Extract provided.
=== Begin Enclosure ===

In the past, size markers for gel electrophoresis were self-made. Each laboratory had its special plasmid. Restricted with certain restriction endonucleases, it revealed good markers with irregular bands. Today, most researcher prefer standardized size marker with a regular banding ("ladders").
AppliChem provides ready-to-use DNA markers and lyophilized DNA markers. The latter are extremely stable, since the phenol extraction, which is part of the manufacturing process, inactivates and removes all enzymatic activity. The lyophilized markers are shipped at ambient temperature and are stable for several years!
Besides DNA markers, AppliChem offers a number of protein markers for SDS-PAGE and Immunoblotting, prestained or non-stained.
Tips on the use of DNA length markers, for more details download our brochure!
• Correct storage: Deproteinised and lyophilised DNA samples are extremely stable (> 5 years). Problems do not usually occur unless DNA markers in solution are stored (> 6 weeks) at room temperature, they become contaminated with bacteria, or are frequently thawed and refrozen (> 20 times). After dissolution of the DNA, we therefore recommend aliquoting of the DNA marker in ready-to-use aliquots for storage at -20°C (for 2-4 years). At +4°C, markers in solution are stable for several weeks or even months. Here, however, there is the risk of bacterial or nuclease contamination. This can be prevented by storage at -20°C.

=== End Enclosure ===

Excerpted records.
=== Begin Enclosure ===

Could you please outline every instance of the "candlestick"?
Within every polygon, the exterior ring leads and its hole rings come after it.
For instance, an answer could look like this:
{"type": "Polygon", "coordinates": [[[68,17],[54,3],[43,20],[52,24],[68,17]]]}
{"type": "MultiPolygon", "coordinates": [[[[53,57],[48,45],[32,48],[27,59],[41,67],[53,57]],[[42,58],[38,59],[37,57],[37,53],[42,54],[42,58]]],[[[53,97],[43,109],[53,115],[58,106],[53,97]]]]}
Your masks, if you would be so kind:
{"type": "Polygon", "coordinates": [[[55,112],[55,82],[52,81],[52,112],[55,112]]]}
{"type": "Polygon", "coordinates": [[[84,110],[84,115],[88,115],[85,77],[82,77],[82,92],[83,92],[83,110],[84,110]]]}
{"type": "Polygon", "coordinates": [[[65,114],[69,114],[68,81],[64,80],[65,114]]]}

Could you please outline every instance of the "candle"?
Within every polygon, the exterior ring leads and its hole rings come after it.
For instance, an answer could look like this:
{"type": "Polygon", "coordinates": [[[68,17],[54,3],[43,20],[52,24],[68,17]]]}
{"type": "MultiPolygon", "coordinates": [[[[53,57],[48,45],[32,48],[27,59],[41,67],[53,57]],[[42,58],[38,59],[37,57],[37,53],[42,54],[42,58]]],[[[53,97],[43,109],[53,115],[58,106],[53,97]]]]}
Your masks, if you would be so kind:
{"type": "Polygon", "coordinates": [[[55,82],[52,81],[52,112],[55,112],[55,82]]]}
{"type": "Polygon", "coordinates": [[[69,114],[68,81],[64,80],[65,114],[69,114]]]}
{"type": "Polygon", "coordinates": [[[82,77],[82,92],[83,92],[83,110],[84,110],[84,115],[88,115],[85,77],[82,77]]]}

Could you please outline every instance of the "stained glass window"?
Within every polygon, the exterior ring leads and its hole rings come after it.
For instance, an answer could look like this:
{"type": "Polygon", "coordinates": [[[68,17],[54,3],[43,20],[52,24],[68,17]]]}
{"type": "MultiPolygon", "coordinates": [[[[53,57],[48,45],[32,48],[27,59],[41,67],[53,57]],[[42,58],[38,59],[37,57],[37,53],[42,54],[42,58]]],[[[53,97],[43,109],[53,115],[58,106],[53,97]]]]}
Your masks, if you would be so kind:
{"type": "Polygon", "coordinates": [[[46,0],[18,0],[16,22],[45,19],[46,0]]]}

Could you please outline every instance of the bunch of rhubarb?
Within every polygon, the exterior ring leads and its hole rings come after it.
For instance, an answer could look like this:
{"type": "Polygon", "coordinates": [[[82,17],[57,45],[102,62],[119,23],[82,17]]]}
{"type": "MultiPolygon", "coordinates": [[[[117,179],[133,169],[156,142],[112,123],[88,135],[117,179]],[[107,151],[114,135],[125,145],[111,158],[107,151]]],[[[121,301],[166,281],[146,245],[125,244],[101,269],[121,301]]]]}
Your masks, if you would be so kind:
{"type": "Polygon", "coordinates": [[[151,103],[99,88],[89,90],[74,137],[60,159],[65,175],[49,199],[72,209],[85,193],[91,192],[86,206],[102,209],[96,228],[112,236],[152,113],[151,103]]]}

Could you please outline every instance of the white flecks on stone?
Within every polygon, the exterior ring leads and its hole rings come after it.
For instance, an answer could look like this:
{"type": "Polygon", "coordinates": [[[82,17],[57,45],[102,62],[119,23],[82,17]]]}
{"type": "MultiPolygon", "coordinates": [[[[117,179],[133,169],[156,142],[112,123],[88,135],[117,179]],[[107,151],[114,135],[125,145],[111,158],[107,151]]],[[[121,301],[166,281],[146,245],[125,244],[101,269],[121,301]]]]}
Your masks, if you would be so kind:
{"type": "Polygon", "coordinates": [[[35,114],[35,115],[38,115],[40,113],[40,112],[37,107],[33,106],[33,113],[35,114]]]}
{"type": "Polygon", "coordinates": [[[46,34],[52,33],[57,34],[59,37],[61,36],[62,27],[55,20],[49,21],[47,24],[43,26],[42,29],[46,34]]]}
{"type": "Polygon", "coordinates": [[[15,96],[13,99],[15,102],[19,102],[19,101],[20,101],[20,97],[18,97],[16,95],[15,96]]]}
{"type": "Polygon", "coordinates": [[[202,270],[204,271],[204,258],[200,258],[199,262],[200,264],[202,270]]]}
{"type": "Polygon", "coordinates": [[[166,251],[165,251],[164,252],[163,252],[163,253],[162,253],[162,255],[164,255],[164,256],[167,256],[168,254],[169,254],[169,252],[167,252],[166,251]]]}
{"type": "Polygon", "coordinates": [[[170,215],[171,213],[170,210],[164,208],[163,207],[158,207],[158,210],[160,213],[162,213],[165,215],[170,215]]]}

=== End Enclosure ===

Instructions.
1. In the text on DNA size markers, at what temperature are the lyophilized markers shipped?
2. Extend the text on DNA size markers by writing what comes after its final sentence.
These lines have no connection to the text on DNA size markers.

Results.
1. At ambient temperature.

2.
• DNA staining with methylene blue: Occasionally, ethidium bromide is not suitable for staining DNA. An alternative is methylene blue. In such cases, however, it must be kept in mind that the mass of DNA used must be increased by about 30 % and that about 1.5 h more must be planned for destaining steps. With a methylene blue concentrate supplied by AppliChem, you achieve very good results, even for small fragments of about 200 bp.
• Mass calculations for single fragments: Using DNA markers of a defined origin, the calculation of the mass of single fragments is relatively easy. The amount loaded per lane, e.g. 1 μg/10 μl, is divided by the number of base pairs of the DNA used and is multiplied by the fragment size. For example: the 267 bp fragment of the pBR322 Hae III marker with a loading amount of 1 μg: 1 μg : 4361 bp (pBR322) = 0.229 ng/base pair x 267 bp of the fragment = 61.2 ng/267 fragment.
• Less is often more: The different gel formats for agarose and polyacrylamide gel electrophoresis and the varying sensitivity of staining or detection mean that it is only possible to give an approximation of the recommended DNA amount to be loaded. Most DNA markers show the best separation with loading amounts of 0.5-1 μg on agarose gels. The general rule is: the lower the number of marker bands, the smaller the total amount needed. A low loading amount is also of advantage with short migration distances or very sensitive detection. When using polyacrylamide gels, generally only about 1/5-1/2 the amount required for agarose gels is necessary.
• How to achieve results quickly? Especially deproteinised DNA length markers can be separated very well using high voltages, e.g. within 20 minutes with a migration distance of 70 mm on a 1.2 % agarose gel at 120 Volt. This can only be realized, however, with a high quality gel migration buffer (the water quality must be taken into account!) and an adequate amount of buffer (400-600 ml). Poor buffer quality results in overheating of the agarose gel at higher voltages and this therefore causes problems. A high buffer volume (the buffer can usually be reused 4-6 times in one week without problems) leads the heat off, provided the gel chamber for submersion is of adequate size.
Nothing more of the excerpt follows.